### DESCRIPTION OF THE TASK
Across the entries, count the lines that include "below" and report only that number.

• • • • •

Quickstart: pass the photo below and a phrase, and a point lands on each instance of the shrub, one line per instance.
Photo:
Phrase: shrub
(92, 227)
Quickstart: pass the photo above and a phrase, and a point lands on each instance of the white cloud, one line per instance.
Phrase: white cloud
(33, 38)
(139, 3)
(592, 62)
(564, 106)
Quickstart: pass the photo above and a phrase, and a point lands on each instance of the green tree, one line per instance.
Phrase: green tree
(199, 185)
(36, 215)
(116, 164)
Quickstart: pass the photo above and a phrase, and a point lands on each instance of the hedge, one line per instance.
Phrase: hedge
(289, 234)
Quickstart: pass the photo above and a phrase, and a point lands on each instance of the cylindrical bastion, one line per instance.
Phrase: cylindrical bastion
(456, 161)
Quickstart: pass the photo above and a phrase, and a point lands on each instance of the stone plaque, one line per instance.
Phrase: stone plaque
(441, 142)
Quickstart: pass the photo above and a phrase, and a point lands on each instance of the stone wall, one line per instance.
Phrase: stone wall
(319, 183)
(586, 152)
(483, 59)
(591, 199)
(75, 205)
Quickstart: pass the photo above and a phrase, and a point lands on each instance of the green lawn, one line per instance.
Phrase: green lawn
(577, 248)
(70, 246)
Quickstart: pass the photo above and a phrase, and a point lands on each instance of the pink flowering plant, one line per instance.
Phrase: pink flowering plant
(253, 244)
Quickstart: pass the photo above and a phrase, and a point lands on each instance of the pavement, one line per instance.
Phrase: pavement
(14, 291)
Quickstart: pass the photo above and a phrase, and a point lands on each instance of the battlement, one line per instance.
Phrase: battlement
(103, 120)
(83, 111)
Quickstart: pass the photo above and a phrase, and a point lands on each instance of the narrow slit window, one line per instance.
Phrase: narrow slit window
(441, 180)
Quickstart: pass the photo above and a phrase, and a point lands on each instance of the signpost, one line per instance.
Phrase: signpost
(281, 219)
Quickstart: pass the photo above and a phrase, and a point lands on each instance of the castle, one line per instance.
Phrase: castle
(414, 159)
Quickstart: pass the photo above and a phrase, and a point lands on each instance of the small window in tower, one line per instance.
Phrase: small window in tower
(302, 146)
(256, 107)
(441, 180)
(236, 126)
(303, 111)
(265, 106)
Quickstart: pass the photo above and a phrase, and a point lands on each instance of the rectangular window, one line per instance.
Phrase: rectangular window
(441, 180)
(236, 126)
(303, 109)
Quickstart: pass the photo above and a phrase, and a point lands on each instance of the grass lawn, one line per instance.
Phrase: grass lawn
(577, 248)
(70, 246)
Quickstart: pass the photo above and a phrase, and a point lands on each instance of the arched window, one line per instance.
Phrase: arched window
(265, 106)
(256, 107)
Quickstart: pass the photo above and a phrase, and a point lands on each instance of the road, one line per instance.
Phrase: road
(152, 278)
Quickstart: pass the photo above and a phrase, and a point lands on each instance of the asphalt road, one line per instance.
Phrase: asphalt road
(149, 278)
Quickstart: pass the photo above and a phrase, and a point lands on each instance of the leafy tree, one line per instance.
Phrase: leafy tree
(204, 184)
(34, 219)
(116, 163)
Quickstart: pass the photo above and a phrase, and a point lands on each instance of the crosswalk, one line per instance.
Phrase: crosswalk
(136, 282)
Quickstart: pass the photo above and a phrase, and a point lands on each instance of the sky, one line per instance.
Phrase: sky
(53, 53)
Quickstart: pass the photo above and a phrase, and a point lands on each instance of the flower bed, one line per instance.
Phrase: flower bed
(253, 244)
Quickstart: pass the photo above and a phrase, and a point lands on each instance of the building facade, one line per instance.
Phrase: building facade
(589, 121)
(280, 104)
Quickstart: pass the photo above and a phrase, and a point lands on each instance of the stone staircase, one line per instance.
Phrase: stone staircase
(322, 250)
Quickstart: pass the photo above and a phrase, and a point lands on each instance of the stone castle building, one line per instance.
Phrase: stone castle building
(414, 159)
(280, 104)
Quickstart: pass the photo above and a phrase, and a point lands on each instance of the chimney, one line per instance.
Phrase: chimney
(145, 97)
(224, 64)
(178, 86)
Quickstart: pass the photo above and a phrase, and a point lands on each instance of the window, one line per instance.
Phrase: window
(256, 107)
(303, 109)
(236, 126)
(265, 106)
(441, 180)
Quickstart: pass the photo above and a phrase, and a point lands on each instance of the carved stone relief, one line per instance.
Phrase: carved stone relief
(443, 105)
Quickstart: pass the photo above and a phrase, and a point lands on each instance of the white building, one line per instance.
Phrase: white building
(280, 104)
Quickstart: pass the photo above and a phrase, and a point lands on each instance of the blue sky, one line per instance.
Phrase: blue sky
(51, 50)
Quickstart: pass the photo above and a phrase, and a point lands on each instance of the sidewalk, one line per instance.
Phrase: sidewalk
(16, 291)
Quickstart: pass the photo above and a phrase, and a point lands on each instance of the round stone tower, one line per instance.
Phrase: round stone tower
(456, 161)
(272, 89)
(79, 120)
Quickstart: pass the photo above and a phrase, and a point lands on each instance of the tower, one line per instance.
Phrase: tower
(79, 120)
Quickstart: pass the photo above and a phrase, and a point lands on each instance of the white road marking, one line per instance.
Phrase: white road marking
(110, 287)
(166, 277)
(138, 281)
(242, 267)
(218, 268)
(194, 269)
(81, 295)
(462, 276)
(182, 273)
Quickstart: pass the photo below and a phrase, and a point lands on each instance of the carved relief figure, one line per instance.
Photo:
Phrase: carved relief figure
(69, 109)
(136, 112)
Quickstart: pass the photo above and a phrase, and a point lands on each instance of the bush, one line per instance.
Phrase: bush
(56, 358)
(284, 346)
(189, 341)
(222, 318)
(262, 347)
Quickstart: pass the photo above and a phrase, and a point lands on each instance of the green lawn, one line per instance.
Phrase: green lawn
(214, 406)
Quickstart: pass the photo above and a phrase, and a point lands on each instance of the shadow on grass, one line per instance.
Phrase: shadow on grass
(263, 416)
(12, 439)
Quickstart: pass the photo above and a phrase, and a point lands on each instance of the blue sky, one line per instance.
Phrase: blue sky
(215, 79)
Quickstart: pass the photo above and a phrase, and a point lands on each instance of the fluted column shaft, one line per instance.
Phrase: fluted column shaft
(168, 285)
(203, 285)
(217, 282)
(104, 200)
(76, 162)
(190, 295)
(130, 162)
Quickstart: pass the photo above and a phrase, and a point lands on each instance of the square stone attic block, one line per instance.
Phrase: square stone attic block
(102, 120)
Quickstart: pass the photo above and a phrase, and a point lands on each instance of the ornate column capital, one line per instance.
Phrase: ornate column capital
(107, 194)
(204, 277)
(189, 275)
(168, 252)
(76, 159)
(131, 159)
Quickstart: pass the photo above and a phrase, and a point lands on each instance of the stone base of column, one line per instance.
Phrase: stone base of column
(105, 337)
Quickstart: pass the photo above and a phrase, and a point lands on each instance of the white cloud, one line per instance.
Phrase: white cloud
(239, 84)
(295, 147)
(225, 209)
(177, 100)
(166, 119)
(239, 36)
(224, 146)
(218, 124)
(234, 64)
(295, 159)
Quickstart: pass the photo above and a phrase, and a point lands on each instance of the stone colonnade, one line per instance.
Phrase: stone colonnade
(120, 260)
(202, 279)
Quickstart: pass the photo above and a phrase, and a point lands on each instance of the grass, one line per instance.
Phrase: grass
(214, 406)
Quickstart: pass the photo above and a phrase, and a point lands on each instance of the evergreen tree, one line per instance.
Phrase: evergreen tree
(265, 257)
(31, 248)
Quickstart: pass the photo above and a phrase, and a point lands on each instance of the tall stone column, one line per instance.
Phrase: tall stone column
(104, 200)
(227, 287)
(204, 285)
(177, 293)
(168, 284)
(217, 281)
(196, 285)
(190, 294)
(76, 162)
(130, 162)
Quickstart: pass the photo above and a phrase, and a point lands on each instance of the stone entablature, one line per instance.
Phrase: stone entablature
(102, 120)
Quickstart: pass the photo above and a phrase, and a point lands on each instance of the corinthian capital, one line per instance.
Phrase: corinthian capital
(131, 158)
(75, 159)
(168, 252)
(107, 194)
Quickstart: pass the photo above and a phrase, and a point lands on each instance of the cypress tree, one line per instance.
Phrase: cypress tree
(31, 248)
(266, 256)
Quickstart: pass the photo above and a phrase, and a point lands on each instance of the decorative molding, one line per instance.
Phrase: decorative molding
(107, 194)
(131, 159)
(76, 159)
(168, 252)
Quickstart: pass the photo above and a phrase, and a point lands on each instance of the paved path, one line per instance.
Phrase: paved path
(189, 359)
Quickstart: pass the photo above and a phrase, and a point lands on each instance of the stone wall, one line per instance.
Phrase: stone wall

• • • • •

### RESPONSE TO THIS EXERCISE
2